>> BEGIN Exercise materials

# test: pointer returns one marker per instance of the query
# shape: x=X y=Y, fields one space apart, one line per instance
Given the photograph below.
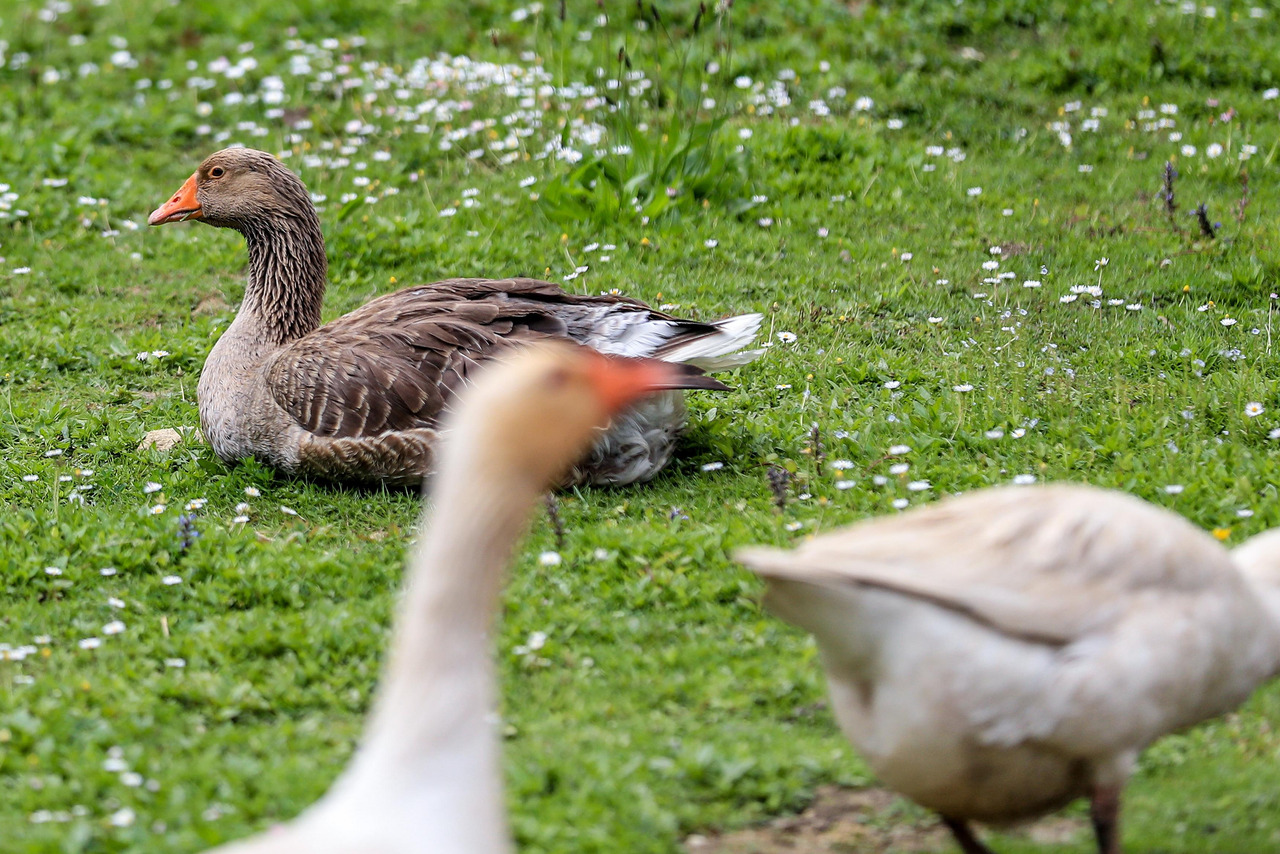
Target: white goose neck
x=432 y=735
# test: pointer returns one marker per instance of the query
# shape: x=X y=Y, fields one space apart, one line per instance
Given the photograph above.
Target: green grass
x=664 y=700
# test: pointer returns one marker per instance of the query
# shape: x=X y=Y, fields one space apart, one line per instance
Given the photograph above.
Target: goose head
x=533 y=414
x=240 y=188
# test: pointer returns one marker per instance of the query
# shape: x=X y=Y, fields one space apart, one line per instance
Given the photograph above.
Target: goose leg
x=969 y=843
x=1105 y=812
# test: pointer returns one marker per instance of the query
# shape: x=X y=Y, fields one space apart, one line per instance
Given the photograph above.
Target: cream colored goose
x=360 y=398
x=426 y=775
x=999 y=654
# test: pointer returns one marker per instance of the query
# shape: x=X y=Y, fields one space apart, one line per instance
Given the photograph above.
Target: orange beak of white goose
x=181 y=208
x=621 y=382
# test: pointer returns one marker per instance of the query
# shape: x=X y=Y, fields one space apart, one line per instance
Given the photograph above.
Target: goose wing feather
x=394 y=362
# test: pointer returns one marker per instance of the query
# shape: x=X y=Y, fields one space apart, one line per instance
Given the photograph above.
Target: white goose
x=426 y=777
x=999 y=654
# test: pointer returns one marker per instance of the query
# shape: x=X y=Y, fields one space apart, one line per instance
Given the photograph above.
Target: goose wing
x=396 y=362
x=1047 y=563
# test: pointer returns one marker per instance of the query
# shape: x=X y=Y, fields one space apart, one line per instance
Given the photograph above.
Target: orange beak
x=181 y=208
x=621 y=382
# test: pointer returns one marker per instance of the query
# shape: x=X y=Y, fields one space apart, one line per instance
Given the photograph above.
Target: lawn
x=955 y=217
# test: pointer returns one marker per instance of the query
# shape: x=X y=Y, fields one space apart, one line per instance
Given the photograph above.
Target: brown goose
x=360 y=398
x=426 y=777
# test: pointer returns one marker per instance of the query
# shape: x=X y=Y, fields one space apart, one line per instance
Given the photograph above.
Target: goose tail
x=720 y=350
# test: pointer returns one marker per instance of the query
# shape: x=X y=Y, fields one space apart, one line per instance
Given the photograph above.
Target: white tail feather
x=722 y=350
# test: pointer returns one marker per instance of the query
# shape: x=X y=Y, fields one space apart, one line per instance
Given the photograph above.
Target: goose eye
x=558 y=378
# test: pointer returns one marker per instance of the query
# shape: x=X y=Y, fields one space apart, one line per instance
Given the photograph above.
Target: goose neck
x=287 y=275
x=433 y=724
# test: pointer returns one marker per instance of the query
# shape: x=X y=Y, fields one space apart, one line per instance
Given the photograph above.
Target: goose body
x=360 y=398
x=426 y=776
x=1002 y=653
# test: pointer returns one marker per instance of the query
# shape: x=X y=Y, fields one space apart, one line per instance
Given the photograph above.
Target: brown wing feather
x=394 y=362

>> END Exercise materials

:: Written problem ::
Swap every "photograph" in all of the data above for "image" and change nothing else. Leave the pictures out.

:: Exercise response ::
# test: pointer returns one marker per instance of the query
# shape: x=X y=Y, fields one space apart, one line per instance
Given the image below.
Target: white goose neck
x=432 y=735
# test: pointer returns one marker per instance of the query
# shape: x=X y=Y, fields one space apart, one line per instance
Given the image above.
Target: green grass
x=664 y=700
# test: pointer returns one marker per instance of the query
# shape: x=X y=Y, fields one space apart, one line per instance
Given the image above.
Target: goose head
x=533 y=414
x=240 y=188
# test: pointer returns one marker per instance of the query
# shape: x=X y=Y, fields one space apart, one line per instance
Given the image above.
Target: goose leg
x=969 y=843
x=1105 y=812
# test: pointer returns one marker per instance of the query
# shape: x=X y=Y, fields one space apart, one line per instance
Given the image above.
Target: cream colored goose
x=360 y=398
x=426 y=775
x=999 y=654
# test: pointer returns one marker per instance of the query
# shape: x=X y=Y, fields one space apart, one line per instance
Given the image above.
Target: orange beak of white goose
x=181 y=208
x=621 y=382
# test: pointer returns one marker per instance of the query
# shape: x=X y=Y, fields one space apart, one line per instance
Given the image above.
Target: goose wing feather
x=394 y=362
# test: pointer returns one marker per instance of the query
# shape: x=X y=Y, fields one space apart, one line per instance
Given the image above.
Target: white goose
x=426 y=777
x=999 y=654
# test: pointer returns one marker per instance of the query
# shape: x=X y=Y, fields one space apart, one line per instance
Given the image above.
Target: goose wing
x=396 y=362
x=1047 y=563
# test: pointer returns one marker per instance of the query
# shape: x=X y=Y, fields one space apart, one line per instance
Given the image above.
Target: orange beak
x=181 y=208
x=621 y=382
# test: pointer returns one marker per instance of the query
# shape: x=X y=Y, fields one space apart, one line per instance
Given the image above.
Target: lawn
x=955 y=217
# test: pointer returns one marker per instance of the query
# shape: x=X y=Y, fields one space apart, one line per instance
Given the image above.
Target: brown goose
x=360 y=398
x=426 y=777
# test: pointer returns one marker per instance of the query
# shape: x=X y=Y, fields one space apart, one line per instance
Given the image above.
Target: goose tail
x=720 y=350
# test: pointer returns one marker per instance of the query
# shape: x=X y=Y, fields one space apart, one line per instance
Given the image above.
Target: white tail feather
x=722 y=350
# test: pointer returns one marker per instance of the query
# shape: x=X y=Y, fields one space apart, one line per instance
Given the image above.
Target: goose eye
x=558 y=378
# test: pointer returns one marker per instance of the query
# shape: x=X y=Y, fields one space apart, one line per instance
Given the image above.
Target: goose neck
x=287 y=275
x=433 y=724
# test: pointer returns one marker per instance of the query
# shape: x=X y=Y, fields one space apart, one line per instance
Given the image above.
Target: goose body
x=360 y=398
x=426 y=776
x=1002 y=653
# test: pointer returns one marker per instance of the query
# shape: x=X y=Y, fields one space apart, one line per instance
Given the image above.
Target: brown wing feather
x=394 y=362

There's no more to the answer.